TASKS FOR THIS EXERCISE:
[A] Transcribe the Embassy Row article starting at "BernardTo the delight" and ending at "French ambassador (right).".
[B] According to the Embassy Row article, under what name does Lady Black write for her husband's newspaper?

SELECTION:
Embassy Row Scandal Consumes Fleet Street

 

By WARREN HOGE

LONDON, Dec. 21 -- London's chattering classes are chewing over a drawing room scandal called, in a rare instance of English gentry venturing a phrase in a foreign tongue, "l'affaire Bernard."

It is a melodrama with a rich cast of characters. There is a press baron, a lord, a silken diplomat, a high- society writer, one of the capital's most vivacious hostesses and the requisite figure for any English farce -- a Continental caught unawares.

BernardTo the delight of the British press, which has covered the matter in voluptuous detail, this last role was taken up by the French ambassador (right).

The incident centers on a vulgar and derogatory remark about Israel uttered last week in the normally protective privacy of one of London's finest salons, the spacious Kensington home of the publisher Conrad M. Black, 57, a new member of the House of Lords, and Lady Black, 61.

One hundred of London's grandest were gathered for a party for Boris Johnson, 37, a first-term Conservative member of Parliament who is a columnist for one of Mr. Black's publications, The Daily Telegraph, and editor of another, The Spectator magazine.

Lady Black, who writes for her husband's newspaper under her maiden name, Barbara Amiel, began her column Monday with a titillatingly candid report on the evening.

STORED DATA:
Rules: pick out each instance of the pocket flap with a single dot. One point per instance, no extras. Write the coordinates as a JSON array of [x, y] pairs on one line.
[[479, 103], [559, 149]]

TASK-BY-TASK ANSWERS:
[A]
BernardTo the delight of the British press, which has covered the matter in voluptuous detail, this last role was taken up by the French ambassador (right).

[B] She writes under her maiden name, Barbara Amiel.